# [TASK GOAL]
Copy out all the rows below, swapping "integer pixels" for "whole pixels" wherever it occurs and keeping everything else the same. Leave the pictures out.

# [DATA EXTRACT]
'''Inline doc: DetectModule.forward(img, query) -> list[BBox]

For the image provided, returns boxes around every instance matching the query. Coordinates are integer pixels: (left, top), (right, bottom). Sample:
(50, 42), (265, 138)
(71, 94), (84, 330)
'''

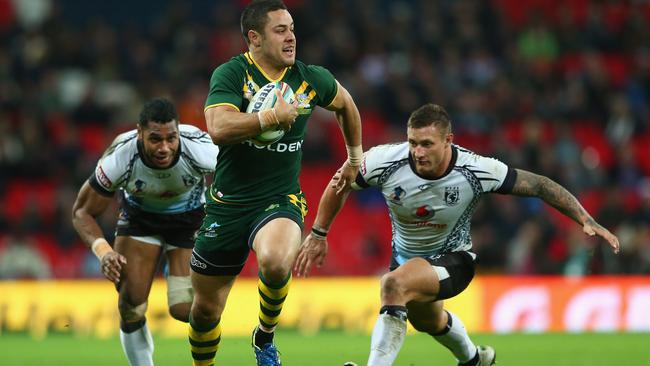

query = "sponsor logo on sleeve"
(95, 166), (113, 189)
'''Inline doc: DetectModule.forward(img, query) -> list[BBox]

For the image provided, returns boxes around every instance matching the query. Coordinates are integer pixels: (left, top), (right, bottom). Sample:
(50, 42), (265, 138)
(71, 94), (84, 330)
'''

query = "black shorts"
(390, 251), (476, 300)
(115, 203), (205, 248)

# [THE RESULT]
'''Inline doc: DetectModule.forward(img, query) -> list[BBox]

For the image provided, returns boxes around every instance matching the query. Coordinates are whole pixels: (left, top), (right, bottom). Sample:
(50, 42), (265, 138)
(71, 94), (84, 330)
'''


query = "sponsor logo on sleeve"
(95, 166), (113, 189)
'''Inline doc: DetectModule.forward(img, query) -> list[BBox]

For the image provided, returns boxes around every instance matching the query. Coordinates are whole pixels: (left, top), (right, bottom). Sample:
(50, 42), (265, 138)
(71, 94), (84, 330)
'''

query = "black shorts"
(390, 251), (476, 300)
(115, 203), (205, 248)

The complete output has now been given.